PROBLEM TO WORK ON –
Answer these questions from the text below about two kitchen mishaps, numbering each answer to match its question.
1. Whom did the narrator call about the meatloaf problem?
2. What dish did the narrator try to turn the failed meatloaf into?
3. What did the narrator mix into the deviled eggs before serving them?

Ultimately I did what I always do when I have a problem. I called Momma and we talked about it. After going over my mistake and listing what was already in the meatloaf and what I needed to add to it, it was decided I would give it a go. I’d try to turn this flunked out meatloaf into an unstuffed cabbage dish.

“How did it turn out?” Momma asked me on the phone the next night.

And I’ll tell you what I told her. “It was alright.” But again, it was nothing I wanted a repeat performance of.

<<<<<>>>>>

My next cooking disaster was deviled eggs. Can you believe that! I’ve been making deviled eggs for years! Sometimes I just toss whatever into it and it’s fine. But once in a while I’ll pull Betty Crocker off the shelf and use her recipe and that’s exactly what happened this time. I pulled her down, found the page and laid it open on the kitchen table. I had everything in the bowl except the last ingredient. Mayo, or in this case, Miracle Whip. I checked the recipe for the amount and I don’t know what I was doing all those other times I made this recipe but this time I read the line the whole way through.

3 tablespoons, mayonnaise, salad dressing or vinegar, it said.

Vinegar? You can use just plain vinegar? I didn’t know that. That will really cut down on the calories. I thought I’d give it a try. I mixed it in, scooped some onto the egg white and popped it in my mouth.

Yuck!

Maybe if you have never had them any other way it might be good, but I didn’t like it. I mixed a spoonful of Miracle Whip in and served them anyway. They were eaten but one more time, it was nothing I wanted a repeat performance of!

GIVEN ENTRIES –
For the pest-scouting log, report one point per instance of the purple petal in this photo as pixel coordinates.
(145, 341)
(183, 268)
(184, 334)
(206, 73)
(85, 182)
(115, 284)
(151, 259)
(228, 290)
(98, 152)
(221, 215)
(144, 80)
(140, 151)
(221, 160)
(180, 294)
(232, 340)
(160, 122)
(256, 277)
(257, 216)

EXPECTED OUTPUT –
1. Momma.
2. An unstuffed cabbage dish.
3. A spoonful of Miracle Whip.